(Data records)
● ● ●
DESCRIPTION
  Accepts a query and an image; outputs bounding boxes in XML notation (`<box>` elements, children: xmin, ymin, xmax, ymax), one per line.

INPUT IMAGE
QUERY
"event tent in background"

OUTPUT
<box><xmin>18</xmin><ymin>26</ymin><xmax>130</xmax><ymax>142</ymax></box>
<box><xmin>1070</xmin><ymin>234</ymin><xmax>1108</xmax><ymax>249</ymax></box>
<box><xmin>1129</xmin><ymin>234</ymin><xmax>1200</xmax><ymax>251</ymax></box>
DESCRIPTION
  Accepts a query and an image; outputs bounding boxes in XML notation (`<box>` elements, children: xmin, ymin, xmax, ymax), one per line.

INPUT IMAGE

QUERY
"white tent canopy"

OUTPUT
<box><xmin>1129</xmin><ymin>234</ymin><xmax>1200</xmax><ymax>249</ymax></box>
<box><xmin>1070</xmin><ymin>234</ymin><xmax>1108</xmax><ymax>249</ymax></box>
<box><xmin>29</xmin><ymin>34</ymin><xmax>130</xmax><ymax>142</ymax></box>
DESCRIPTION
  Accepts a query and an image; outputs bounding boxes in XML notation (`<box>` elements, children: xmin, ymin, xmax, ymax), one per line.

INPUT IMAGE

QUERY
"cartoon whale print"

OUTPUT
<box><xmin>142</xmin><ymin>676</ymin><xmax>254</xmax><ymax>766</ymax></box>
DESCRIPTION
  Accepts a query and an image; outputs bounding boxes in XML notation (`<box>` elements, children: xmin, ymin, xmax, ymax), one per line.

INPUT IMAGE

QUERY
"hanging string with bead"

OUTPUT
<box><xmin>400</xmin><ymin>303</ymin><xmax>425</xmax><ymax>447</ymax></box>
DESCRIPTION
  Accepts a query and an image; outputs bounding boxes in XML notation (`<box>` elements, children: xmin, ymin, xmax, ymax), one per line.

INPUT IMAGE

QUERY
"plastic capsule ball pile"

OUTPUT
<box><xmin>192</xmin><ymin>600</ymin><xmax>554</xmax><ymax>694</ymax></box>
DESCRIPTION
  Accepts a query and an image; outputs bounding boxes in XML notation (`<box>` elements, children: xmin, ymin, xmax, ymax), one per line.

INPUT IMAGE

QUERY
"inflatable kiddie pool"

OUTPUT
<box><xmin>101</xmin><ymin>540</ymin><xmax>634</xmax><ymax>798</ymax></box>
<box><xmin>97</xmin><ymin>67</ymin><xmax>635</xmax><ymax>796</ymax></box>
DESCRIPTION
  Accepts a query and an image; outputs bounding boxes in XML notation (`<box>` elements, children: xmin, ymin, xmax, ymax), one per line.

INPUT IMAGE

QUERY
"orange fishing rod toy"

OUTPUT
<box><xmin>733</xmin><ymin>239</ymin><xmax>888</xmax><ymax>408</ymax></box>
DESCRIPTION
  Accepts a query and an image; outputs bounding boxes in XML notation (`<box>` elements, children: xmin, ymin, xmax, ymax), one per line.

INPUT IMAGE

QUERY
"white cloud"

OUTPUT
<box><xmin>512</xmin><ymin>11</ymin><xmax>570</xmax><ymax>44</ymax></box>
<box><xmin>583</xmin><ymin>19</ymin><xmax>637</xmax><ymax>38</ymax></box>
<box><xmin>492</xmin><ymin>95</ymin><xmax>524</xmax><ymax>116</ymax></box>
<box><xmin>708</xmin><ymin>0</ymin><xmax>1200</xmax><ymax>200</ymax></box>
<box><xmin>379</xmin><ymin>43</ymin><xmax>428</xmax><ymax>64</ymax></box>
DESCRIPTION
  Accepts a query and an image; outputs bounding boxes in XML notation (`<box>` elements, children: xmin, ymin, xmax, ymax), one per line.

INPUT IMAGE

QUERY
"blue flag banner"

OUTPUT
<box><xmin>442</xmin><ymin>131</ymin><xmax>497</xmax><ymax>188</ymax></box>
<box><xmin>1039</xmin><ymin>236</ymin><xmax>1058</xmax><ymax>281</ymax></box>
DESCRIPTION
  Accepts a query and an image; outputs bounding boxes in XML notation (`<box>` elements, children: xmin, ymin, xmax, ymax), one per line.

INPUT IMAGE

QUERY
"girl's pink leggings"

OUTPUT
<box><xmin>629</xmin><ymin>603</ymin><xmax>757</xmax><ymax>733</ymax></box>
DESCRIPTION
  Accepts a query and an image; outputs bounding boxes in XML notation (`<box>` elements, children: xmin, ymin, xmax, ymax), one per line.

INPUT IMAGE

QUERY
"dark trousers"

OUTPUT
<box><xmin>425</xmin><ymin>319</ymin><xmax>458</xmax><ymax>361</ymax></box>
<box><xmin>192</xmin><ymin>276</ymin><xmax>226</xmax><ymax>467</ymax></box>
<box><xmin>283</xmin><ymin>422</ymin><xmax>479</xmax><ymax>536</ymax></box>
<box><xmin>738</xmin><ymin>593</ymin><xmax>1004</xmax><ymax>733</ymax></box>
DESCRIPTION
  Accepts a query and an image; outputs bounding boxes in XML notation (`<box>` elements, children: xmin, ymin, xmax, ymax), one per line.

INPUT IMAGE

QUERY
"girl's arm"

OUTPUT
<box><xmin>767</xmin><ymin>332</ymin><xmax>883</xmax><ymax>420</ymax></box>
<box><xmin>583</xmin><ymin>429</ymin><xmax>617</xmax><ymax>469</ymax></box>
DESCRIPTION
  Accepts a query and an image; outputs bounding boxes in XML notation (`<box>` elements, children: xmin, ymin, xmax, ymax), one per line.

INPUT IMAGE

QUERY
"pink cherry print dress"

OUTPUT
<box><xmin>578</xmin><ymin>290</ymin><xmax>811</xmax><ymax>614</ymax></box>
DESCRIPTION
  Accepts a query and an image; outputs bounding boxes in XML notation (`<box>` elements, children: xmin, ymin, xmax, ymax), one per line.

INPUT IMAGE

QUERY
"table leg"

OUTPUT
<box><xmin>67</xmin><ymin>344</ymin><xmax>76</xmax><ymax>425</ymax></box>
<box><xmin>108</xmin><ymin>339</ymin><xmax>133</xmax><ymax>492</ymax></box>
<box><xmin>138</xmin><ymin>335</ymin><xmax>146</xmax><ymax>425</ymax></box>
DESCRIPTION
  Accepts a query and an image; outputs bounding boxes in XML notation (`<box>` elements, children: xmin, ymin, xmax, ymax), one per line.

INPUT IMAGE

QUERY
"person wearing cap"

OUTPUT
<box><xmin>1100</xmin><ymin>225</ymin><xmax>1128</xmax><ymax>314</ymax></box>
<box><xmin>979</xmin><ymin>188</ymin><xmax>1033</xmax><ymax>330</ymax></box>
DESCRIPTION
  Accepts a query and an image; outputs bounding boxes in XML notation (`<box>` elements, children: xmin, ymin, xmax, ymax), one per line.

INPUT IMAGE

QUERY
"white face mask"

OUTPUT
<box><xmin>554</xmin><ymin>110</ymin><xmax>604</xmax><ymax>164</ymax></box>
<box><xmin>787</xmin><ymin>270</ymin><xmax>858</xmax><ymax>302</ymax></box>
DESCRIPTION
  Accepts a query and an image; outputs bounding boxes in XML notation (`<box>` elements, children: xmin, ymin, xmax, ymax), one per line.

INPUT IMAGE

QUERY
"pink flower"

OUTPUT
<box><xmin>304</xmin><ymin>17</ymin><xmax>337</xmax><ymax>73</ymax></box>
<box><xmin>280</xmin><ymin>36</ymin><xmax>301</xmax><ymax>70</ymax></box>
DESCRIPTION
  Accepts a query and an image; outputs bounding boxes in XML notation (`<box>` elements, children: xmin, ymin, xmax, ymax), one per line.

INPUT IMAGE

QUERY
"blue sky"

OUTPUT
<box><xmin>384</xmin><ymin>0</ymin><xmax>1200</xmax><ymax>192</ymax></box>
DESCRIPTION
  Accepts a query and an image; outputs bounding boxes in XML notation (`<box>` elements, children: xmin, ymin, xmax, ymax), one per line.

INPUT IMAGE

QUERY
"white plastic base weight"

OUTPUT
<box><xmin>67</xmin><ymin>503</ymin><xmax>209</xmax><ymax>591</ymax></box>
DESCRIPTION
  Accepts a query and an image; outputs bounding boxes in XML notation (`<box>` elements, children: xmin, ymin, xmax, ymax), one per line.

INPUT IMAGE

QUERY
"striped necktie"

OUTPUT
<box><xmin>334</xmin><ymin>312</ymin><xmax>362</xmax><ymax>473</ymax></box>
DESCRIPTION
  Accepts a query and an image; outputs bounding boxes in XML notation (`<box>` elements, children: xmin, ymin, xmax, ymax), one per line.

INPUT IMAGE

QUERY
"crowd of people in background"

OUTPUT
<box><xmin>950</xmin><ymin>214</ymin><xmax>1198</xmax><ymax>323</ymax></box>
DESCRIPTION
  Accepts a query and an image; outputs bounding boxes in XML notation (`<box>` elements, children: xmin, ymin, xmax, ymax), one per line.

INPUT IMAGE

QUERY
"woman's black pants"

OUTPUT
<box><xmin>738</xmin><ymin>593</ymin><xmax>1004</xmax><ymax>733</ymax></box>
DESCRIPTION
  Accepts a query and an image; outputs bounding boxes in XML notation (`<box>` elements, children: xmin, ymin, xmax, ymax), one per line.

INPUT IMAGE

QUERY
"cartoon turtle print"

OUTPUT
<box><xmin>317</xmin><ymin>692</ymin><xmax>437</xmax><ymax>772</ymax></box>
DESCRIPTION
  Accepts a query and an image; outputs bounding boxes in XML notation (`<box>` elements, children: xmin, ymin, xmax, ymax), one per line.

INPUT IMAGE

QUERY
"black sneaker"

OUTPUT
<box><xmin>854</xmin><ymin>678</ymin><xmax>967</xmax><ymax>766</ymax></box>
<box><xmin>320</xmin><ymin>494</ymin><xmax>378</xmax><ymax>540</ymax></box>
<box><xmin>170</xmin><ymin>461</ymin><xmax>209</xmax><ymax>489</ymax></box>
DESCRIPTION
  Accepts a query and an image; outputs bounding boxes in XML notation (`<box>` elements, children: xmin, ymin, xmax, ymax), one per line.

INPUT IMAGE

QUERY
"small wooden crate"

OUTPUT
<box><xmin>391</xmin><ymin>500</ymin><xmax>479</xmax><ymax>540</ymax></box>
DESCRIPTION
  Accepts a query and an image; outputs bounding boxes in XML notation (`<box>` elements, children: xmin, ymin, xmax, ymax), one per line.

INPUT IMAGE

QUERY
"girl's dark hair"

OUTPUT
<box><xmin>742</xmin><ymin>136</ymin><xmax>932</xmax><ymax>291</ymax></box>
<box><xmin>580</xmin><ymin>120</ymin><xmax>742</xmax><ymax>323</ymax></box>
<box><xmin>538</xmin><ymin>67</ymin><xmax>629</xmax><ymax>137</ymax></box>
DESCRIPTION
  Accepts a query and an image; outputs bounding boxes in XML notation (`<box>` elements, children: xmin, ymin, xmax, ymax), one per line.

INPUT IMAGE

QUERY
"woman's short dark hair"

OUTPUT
● ● ●
• What is expected: Report every line in the rows above that contains the word "girl". Copy each such line in full.

• Result of this exercise:
"girl's pink leggings"
"girl's arm"
"girl's dark hair"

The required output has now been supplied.